▸ **Task description**
Each entry that follows must be output without any deviation.

▸ **Available data**
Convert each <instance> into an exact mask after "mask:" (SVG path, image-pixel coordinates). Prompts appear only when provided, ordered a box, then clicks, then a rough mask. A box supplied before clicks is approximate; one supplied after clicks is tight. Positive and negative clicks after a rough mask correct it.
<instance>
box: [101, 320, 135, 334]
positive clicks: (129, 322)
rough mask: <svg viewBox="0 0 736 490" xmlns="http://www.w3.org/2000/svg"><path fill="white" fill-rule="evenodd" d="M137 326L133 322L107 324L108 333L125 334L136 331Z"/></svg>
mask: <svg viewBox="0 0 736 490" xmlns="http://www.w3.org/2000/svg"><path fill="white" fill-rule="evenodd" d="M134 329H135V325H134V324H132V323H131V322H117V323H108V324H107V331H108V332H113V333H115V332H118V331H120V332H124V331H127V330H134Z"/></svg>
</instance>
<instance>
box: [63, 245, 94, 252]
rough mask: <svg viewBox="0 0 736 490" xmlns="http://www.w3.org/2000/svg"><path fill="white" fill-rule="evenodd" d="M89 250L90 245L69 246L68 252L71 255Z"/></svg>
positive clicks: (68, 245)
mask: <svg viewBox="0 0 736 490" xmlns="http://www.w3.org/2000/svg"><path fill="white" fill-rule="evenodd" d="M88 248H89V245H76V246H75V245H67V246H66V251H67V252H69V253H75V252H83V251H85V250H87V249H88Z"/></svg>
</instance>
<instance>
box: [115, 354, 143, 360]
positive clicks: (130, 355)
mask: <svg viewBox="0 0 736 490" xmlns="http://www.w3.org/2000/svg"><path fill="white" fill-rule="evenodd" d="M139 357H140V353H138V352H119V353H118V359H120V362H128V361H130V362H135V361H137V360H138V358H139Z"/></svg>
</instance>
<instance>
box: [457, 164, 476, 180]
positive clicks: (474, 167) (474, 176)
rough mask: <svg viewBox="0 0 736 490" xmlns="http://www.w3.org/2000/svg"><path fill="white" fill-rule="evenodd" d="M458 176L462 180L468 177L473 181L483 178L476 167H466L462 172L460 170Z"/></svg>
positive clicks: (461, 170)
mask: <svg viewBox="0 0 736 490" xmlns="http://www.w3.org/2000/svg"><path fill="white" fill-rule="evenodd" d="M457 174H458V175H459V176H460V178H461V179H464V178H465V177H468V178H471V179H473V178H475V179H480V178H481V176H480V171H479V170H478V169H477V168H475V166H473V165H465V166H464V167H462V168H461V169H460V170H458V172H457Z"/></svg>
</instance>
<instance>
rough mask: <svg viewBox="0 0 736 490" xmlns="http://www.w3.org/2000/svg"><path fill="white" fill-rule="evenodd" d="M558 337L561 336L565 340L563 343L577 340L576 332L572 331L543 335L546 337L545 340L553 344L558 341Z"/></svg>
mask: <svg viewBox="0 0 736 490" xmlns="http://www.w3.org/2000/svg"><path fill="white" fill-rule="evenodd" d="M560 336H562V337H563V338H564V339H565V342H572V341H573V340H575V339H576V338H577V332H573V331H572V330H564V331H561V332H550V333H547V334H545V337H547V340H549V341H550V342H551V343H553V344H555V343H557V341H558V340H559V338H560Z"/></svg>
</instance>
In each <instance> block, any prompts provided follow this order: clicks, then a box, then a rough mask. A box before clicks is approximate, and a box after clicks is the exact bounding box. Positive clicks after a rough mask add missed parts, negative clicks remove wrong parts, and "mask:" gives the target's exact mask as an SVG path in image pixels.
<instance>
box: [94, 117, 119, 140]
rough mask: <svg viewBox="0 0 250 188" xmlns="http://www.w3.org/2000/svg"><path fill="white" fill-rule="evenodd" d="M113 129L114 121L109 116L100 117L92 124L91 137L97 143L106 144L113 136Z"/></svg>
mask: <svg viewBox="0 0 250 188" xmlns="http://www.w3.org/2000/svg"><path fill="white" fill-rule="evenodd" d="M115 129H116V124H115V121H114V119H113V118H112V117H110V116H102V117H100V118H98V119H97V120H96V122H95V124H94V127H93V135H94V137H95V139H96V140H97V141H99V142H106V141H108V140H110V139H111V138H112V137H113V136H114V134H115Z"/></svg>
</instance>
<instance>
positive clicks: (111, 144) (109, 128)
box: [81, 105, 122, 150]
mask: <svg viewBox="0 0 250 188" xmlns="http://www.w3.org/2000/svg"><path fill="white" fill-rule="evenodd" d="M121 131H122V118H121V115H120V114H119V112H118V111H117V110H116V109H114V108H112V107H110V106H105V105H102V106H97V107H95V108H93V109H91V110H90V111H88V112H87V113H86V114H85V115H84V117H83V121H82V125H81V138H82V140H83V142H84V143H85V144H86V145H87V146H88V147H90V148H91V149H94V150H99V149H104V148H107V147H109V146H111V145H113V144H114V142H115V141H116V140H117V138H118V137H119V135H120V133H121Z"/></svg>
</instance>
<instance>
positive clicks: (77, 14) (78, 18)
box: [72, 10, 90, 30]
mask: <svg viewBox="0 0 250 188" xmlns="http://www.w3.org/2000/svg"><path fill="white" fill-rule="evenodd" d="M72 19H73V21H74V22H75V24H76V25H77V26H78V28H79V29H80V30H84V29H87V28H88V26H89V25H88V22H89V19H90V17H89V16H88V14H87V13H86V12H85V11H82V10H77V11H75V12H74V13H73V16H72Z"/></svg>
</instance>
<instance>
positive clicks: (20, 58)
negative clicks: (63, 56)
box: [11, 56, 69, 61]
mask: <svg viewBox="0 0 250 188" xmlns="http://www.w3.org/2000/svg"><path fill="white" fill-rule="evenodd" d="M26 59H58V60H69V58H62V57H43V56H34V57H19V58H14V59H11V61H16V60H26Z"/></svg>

▸ **Solution to this problem**
Convert each <instance> into an exact mask after "mask:" (SVG path, image-pixel coordinates). Prompts appear only when provided, ordered a box, then clicks, then a rough mask. A box supplied before clicks is approximate; one supplied after clicks is tight. Positive and negative clicks after a rough mask correct it.
<instance>
box: [101, 320, 135, 334]
positive clicks: (129, 322)
rough mask: <svg viewBox="0 0 736 490" xmlns="http://www.w3.org/2000/svg"><path fill="white" fill-rule="evenodd" d="M137 326L133 322L107 324L108 333L125 334L136 331Z"/></svg>
mask: <svg viewBox="0 0 736 490" xmlns="http://www.w3.org/2000/svg"><path fill="white" fill-rule="evenodd" d="M134 329H135V325H134V324H132V323H131V322H117V323H108V324H107V331H108V332H113V333H115V332H118V331H120V332H124V331H127V330H134Z"/></svg>
</instance>
<instance>
box: [63, 245, 94, 252]
rough mask: <svg viewBox="0 0 736 490" xmlns="http://www.w3.org/2000/svg"><path fill="white" fill-rule="evenodd" d="M89 250L90 245L69 246L68 252L71 255Z"/></svg>
positive clicks: (68, 245)
mask: <svg viewBox="0 0 736 490" xmlns="http://www.w3.org/2000/svg"><path fill="white" fill-rule="evenodd" d="M88 248H89V245H76V246H75V245H67V246H66V251H67V252H69V253H75V252H83V251H85V250H87V249H88Z"/></svg>
</instance>
<instance>
box: [115, 354, 143, 360]
positive clicks: (130, 355)
mask: <svg viewBox="0 0 736 490" xmlns="http://www.w3.org/2000/svg"><path fill="white" fill-rule="evenodd" d="M139 357H140V353H138V352H119V353H118V359H120V362H128V361H130V362H135V361H137V360H138V358H139Z"/></svg>
</instance>
<instance>
box: [457, 164, 476, 180]
positive clicks: (474, 167) (474, 176)
rough mask: <svg viewBox="0 0 736 490" xmlns="http://www.w3.org/2000/svg"><path fill="white" fill-rule="evenodd" d="M458 176L462 180L468 177L473 181L483 178L476 167H466L462 172L460 170Z"/></svg>
positive clicks: (461, 170)
mask: <svg viewBox="0 0 736 490" xmlns="http://www.w3.org/2000/svg"><path fill="white" fill-rule="evenodd" d="M457 174H458V175H459V176H460V178H461V179H464V178H465V177H468V178H471V179H473V178H475V179H480V178H481V176H480V171H479V170H478V169H477V168H475V166H473V165H465V166H464V167H462V168H461V169H460V170H458V172H457Z"/></svg>
</instance>
<instance>
rough mask: <svg viewBox="0 0 736 490" xmlns="http://www.w3.org/2000/svg"><path fill="white" fill-rule="evenodd" d="M558 337L561 336L565 340L563 343L577 340L576 332L572 331L543 335L546 337L545 340L553 344L558 341Z"/></svg>
mask: <svg viewBox="0 0 736 490" xmlns="http://www.w3.org/2000/svg"><path fill="white" fill-rule="evenodd" d="M560 336H562V337H563V338H564V339H565V342H572V341H573V340H575V339H576V338H577V332H573V331H572V330H564V331H561V332H550V333H547V334H545V337H547V340H549V341H550V342H551V343H553V344H555V343H557V341H558V340H559V338H560Z"/></svg>
</instance>
In each <instance> block, any prompts provided follow this order: clicks, then a box, then a rough mask. A box before clicks is approximate, and a box after clicks is the exact bounding box. Positive clicks after a rough mask add missed parts, negative clicks remove wrong parts, and "mask:" gives the target's exact mask as an SVG path in image pixels.
<instance>
box: [94, 117, 119, 140]
rough mask: <svg viewBox="0 0 250 188" xmlns="http://www.w3.org/2000/svg"><path fill="white" fill-rule="evenodd" d="M113 129L114 121L109 116L100 117L92 124L91 137L97 143L106 144L113 136Z"/></svg>
mask: <svg viewBox="0 0 250 188" xmlns="http://www.w3.org/2000/svg"><path fill="white" fill-rule="evenodd" d="M115 129H116V124H115V121H114V119H113V118H112V117H110V116H102V117H100V118H98V119H97V120H96V122H95V124H94V127H93V135H94V137H95V139H96V140H97V141H99V142H106V141H108V140H110V139H111V138H112V137H113V136H114V134H115Z"/></svg>
</instance>
<instance>
positive clicks: (111, 144) (109, 128)
box: [81, 105, 122, 150]
mask: <svg viewBox="0 0 250 188" xmlns="http://www.w3.org/2000/svg"><path fill="white" fill-rule="evenodd" d="M121 131H122V118H121V115H120V114H119V112H118V111H117V110H116V109H114V108H112V107H110V106H105V105H102V106H97V107H95V108H93V109H91V110H90V111H88V112H87V113H86V114H85V115H84V117H83V121H82V125H81V138H82V140H83V142H84V143H85V144H86V145H87V146H88V147H90V148H91V149H94V150H99V149H104V148H107V147H109V146H111V145H113V144H114V142H115V141H116V140H117V138H118V137H119V135H120V133H121Z"/></svg>
</instance>
<instance>
positive clicks: (77, 14) (78, 18)
box: [72, 10, 90, 30]
mask: <svg viewBox="0 0 250 188" xmlns="http://www.w3.org/2000/svg"><path fill="white" fill-rule="evenodd" d="M72 19H73V21H74V22H75V24H76V25H77V26H78V28H79V29H80V30H84V29H87V28H88V26H89V25H88V22H89V19H90V17H89V16H88V14H87V13H86V12H85V11H82V10H77V11H75V12H74V13H73V16H72Z"/></svg>
</instance>
<instance>
positive clicks: (20, 58)
negative clicks: (63, 56)
box: [11, 56, 69, 61]
mask: <svg viewBox="0 0 250 188" xmlns="http://www.w3.org/2000/svg"><path fill="white" fill-rule="evenodd" d="M26 59H58V60H69V58H62V57H43V56H34V57H19V58H14V59H11V61H16V60H26Z"/></svg>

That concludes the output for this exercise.